Exercise requirements:
Turn every line of the listing below into a JSON array of strings, one string per line, and omit blank lines and the pictures.

Provided entries:
══════════

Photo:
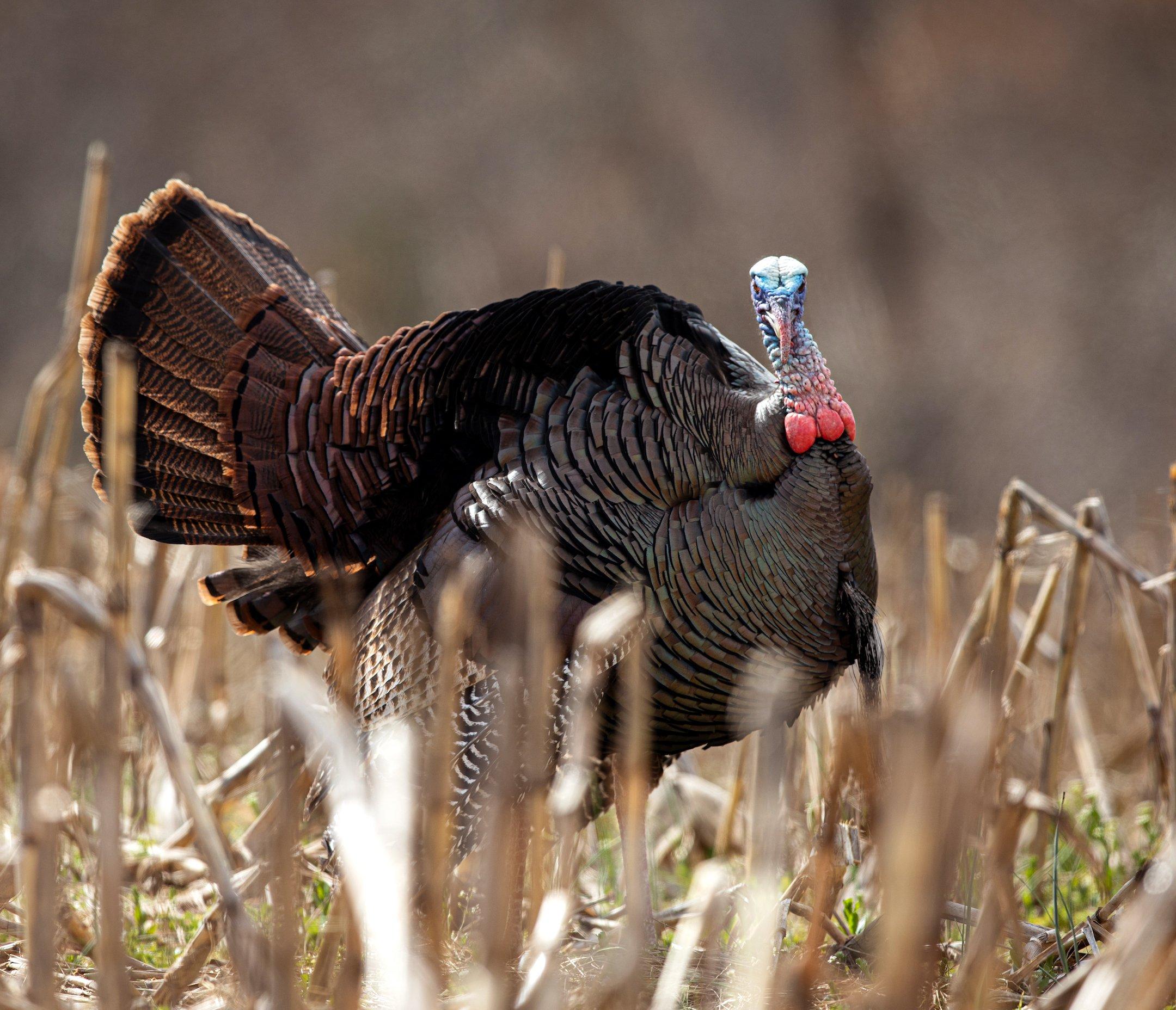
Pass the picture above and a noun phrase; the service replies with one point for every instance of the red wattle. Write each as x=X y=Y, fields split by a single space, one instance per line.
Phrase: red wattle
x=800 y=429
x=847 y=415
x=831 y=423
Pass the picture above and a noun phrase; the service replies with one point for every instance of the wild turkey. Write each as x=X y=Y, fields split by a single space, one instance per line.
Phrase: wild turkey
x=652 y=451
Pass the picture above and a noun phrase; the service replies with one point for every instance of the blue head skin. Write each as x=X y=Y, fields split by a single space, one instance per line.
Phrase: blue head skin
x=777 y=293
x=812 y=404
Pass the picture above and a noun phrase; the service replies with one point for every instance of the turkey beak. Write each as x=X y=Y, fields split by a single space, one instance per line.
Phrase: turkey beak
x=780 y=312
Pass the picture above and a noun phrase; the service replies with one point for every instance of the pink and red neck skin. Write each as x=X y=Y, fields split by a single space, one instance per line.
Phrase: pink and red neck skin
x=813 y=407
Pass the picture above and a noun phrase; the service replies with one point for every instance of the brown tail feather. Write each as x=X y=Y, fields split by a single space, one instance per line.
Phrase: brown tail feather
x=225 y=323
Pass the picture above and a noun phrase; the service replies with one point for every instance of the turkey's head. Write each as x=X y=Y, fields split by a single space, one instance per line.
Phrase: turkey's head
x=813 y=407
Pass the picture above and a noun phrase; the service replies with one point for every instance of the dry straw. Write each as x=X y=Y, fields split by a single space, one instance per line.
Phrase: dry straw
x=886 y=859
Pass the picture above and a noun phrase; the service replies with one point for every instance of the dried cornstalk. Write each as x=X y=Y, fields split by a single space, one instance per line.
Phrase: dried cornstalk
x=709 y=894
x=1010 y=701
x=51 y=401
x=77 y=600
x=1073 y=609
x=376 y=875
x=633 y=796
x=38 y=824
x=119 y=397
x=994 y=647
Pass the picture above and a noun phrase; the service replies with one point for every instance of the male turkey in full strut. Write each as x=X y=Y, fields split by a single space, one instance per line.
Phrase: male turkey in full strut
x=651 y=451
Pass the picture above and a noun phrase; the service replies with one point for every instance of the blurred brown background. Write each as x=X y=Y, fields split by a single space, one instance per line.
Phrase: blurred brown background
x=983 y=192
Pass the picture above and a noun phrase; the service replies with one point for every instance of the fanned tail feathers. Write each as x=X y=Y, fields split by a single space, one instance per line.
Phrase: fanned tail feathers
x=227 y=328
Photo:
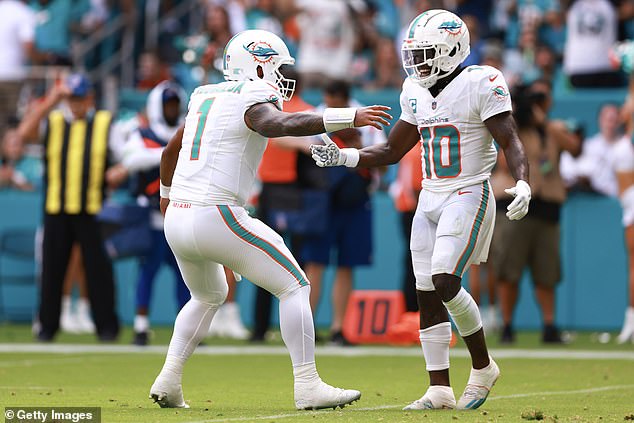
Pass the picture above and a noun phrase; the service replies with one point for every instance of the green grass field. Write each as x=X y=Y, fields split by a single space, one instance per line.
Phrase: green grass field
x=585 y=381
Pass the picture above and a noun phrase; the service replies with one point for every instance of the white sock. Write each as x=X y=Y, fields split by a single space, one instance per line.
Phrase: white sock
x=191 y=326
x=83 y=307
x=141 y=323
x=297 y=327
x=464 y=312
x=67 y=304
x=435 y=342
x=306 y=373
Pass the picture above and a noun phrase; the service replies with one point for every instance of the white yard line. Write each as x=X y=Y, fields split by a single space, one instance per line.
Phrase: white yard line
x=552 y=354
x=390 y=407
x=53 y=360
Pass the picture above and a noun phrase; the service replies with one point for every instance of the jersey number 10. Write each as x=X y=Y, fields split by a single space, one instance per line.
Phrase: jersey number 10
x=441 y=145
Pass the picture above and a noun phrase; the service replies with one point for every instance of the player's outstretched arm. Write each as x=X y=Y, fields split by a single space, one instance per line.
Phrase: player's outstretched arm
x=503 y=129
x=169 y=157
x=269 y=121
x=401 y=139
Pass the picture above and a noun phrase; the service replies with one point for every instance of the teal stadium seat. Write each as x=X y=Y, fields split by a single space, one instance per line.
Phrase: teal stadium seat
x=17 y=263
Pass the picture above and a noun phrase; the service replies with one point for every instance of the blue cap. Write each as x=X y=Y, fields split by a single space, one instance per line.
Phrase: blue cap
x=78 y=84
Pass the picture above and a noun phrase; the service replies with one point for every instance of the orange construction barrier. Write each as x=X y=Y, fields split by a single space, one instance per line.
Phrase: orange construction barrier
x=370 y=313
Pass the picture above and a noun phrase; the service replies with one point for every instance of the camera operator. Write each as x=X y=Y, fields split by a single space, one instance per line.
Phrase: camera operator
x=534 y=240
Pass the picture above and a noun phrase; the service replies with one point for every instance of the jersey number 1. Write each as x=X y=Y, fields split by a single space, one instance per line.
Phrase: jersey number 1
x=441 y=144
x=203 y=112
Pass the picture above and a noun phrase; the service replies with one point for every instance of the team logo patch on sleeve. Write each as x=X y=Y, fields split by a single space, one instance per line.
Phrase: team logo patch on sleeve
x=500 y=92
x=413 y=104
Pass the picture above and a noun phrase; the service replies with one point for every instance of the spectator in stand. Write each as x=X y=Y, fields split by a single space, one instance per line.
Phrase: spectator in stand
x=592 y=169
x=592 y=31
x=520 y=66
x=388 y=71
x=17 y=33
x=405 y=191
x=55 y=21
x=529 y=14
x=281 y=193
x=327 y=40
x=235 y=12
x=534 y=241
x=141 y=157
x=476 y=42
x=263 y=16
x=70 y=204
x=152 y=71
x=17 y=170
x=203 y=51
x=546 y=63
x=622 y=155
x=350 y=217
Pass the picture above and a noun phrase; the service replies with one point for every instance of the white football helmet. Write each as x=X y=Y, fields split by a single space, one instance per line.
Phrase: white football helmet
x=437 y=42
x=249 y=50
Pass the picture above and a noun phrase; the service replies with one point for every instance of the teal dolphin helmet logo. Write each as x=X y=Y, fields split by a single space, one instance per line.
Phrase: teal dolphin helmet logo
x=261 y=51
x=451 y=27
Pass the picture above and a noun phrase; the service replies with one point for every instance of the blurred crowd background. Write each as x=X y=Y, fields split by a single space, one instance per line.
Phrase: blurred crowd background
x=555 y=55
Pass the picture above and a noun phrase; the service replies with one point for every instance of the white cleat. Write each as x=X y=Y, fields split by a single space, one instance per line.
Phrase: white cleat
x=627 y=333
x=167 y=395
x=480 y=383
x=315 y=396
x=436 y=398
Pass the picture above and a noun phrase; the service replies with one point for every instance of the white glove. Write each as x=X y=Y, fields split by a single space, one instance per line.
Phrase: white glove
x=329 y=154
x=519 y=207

══════════

Solution to the exercise:
[
  "Photo:",
  "Pass the picture above and a noun phrase; the service replies with one point for every instance of the red wattle. Write each as x=X y=Y, fields split by a single space, one instance per line.",
  "Phrase: red wattle",
  "x=800 y=429",
  "x=847 y=415",
  "x=831 y=423",
  "Pass the picture above and a noun phrase; the service replies with one point for every instance of the wild turkey. Write each as x=X y=Y, fields split by a single space, one instance per line.",
  "Phrase: wild turkey",
  "x=652 y=451",
  "Pass the picture above and a noun phrase; the service replies with one point for every instance of the blue head skin. Write each as x=X y=Y, fields split by a single space, one instance per line.",
  "Phrase: blue head skin",
  "x=777 y=293",
  "x=812 y=404",
  "Pass the picture above and a noun phrase; the service replies with one point for every instance of the turkey beak. Write each as x=X y=Y, fields split by a single space, one instance per line.",
  "Phrase: turkey beak",
  "x=780 y=312",
  "Pass the picture above and a noun phrase; the service replies with one point for every instance of the pink and red neck skin. Write each as x=X y=Y, fields split by a single space, one instance per line.",
  "Phrase: pink and red neck skin",
  "x=813 y=407",
  "Pass the picture above and a noun phrase; the service replies with one point for every instance of the brown tail feather. Write each as x=X y=Y, fields split by a single space, one instance per line.",
  "Phrase: brown tail feather",
  "x=225 y=323",
  "Pass the picture above and a noun phrase; the service replies with one point for every instance of the turkey's head. Write each as x=X y=Y, fields split by a single space, one instance per line.",
  "Phrase: turkey's head",
  "x=813 y=407",
  "Pass the picture above and a noun phrase; the service replies with one point for every instance of the dry straw. Write each as x=X y=Y, fields split by a single space, one instance per line.",
  "Phrase: dry straw",
  "x=886 y=859",
  "Pass the picture above and a noun phrase; the service replies with one point for every instance of the dried cornstalk. Write each as x=X y=Y, fields split by a single space, one instance per line.",
  "Phrase: dried cornstalk",
  "x=709 y=894",
  "x=1010 y=701",
  "x=51 y=401",
  "x=77 y=600",
  "x=1073 y=609",
  "x=376 y=875",
  "x=633 y=796",
  "x=38 y=824",
  "x=119 y=397",
  "x=994 y=647",
  "Pass the picture above and a noun phrase; the service replies with one point for every instance of the male turkey in full strut. Write each as x=X y=Y, fields split by a single space, one instance per line.",
  "Phrase: male turkey in full strut",
  "x=651 y=451",
  "Pass the picture above and a noun phrase; the service replies with one point for every instance of the blurred brown background. Write each as x=X y=Y, fields split by a single space, one instance per line.",
  "Phrase: blurred brown background",
  "x=983 y=192",
  "Pass the picture above and a noun phrase; the service replies with one point for every instance of the fanned tail feathers. Write each as x=X y=Y, fields split by a single space, one instance per line.",
  "Phrase: fanned tail feathers",
  "x=227 y=328",
  "Photo:",
  "Pass the picture above and a noun phrase; the service replies with one point for every instance of the green grass field. Write each as x=X y=Y, fields split by a single space, one instance per line.",
  "Phrase: green grass field",
  "x=585 y=381",
  "Pass the picture above and a noun phrase; the service replies with one point for every instance of the white sock. Write each as x=X y=Y, fields split by a single space, one instance per line.",
  "Phrase: white sock",
  "x=191 y=326",
  "x=83 y=307",
  "x=141 y=323",
  "x=297 y=327",
  "x=464 y=312",
  "x=67 y=304",
  "x=435 y=342",
  "x=306 y=373",
  "Pass the picture above and a noun phrase; the service replies with one point for every instance of the white yard line. Write each as x=X y=Y, fields split by a single space, one instance per line.",
  "Phrase: white yard line",
  "x=552 y=354",
  "x=390 y=407",
  "x=53 y=360",
  "Pass the picture above and a noun phrase; the service replies with one point for every instance of the jersey number 10. Write each as x=X y=Y, fields split by a single space, one instance per line.",
  "Phrase: jersey number 10",
  "x=441 y=145",
  "Pass the picture above and a noun phrase; the service replies with one point for every instance of the player's outstretched arm. Write each as x=X y=Y, fields split by a single space, one instance per line.",
  "Phrase: player's outstretched arm",
  "x=503 y=129",
  "x=169 y=157",
  "x=269 y=121",
  "x=401 y=139",
  "Pass the picture above and a noun phrase; the service replies with one point for every instance of the teal stadium seat. Write each as x=X y=Y, fields split by a single space, one instance per line.",
  "Phrase: teal stadium seat",
  "x=17 y=263",
  "Pass the picture above and a noun phrase; the service replies with one point for every instance of the blue cap. Write each as x=X y=Y, fields split by a single space, one instance per line.",
  "Phrase: blue cap",
  "x=78 y=84",
  "Pass the picture above and a noun phrase; the service replies with one point for every instance of the orange construction barrier. Write each as x=X y=Y, fields split by a single space, one instance per line.",
  "Phrase: orange construction barrier",
  "x=370 y=313",
  "Pass the picture above and a noun phrase; the service replies with one point for every instance of the camera operator. Write each as x=X y=Y, fields split by a single space, one instance per line.",
  "Phrase: camera operator",
  "x=534 y=240",
  "Pass the picture above and a noun phrase; the service replies with one point for every instance of the jersey number 1. Write each as x=X y=Y, fields split by a single space, one instance per line.",
  "Phrase: jersey number 1",
  "x=441 y=144",
  "x=203 y=112",
  "Pass the picture above and a noun phrase; the service replies with one point for every instance of the team logo patch on sleeve. Write each as x=X y=Y, fields split by a single space, one instance per line.",
  "Phrase: team logo patch on sleeve",
  "x=500 y=92",
  "x=413 y=104",
  "Pass the picture above and a noun phrase; the service replies with one point for every instance of the spectator in stand. Write each as x=X y=Y, fields split by a single space, one instance per line.",
  "Phrase: spectator in stand",
  "x=592 y=169",
  "x=592 y=31",
  "x=520 y=66",
  "x=388 y=71",
  "x=17 y=33",
  "x=405 y=191",
  "x=55 y=21",
  "x=529 y=14",
  "x=281 y=193",
  "x=327 y=40",
  "x=235 y=12",
  "x=534 y=241",
  "x=141 y=157",
  "x=476 y=42",
  "x=263 y=16",
  "x=70 y=204",
  "x=152 y=71",
  "x=17 y=170",
  "x=203 y=51",
  "x=546 y=63",
  "x=622 y=155",
  "x=350 y=217",
  "Pass the picture above and a noun phrase; the service replies with one point for every instance of the white football helmet. Write each as x=X y=Y, fields split by a single space, one instance per line.",
  "Phrase: white football helmet",
  "x=437 y=42",
  "x=249 y=50",
  "Pass the picture above and a noun phrase; the service replies with one point for every instance of the teal dolphin helmet logo. Write each as x=X y=Y, fields split by a single space, one instance per line.",
  "Phrase: teal dolphin helmet logo",
  "x=261 y=51",
  "x=451 y=27",
  "Pass the picture above and a noun phrase; the service replies with one point for every instance of the blurred crowd background. Write each as x=X y=Y, fields split by a single space, one instance per line.",
  "Phrase: blurred crowd background",
  "x=555 y=55",
  "Pass the picture above and a noun phrase; the service replies with one point for every instance of the white cleat. Write each as x=X y=Y, fields split by a single space, one instance per line.",
  "Phrase: white cleat",
  "x=627 y=333",
  "x=167 y=395",
  "x=480 y=383",
  "x=315 y=396",
  "x=436 y=398",
  "Pass the picture above and a noun phrase; the service replies with one point for every instance of the white glove. Write each as x=X y=Y, fields split by a single space, one instance per line.",
  "Phrase: white glove",
  "x=329 y=154",
  "x=519 y=207"
]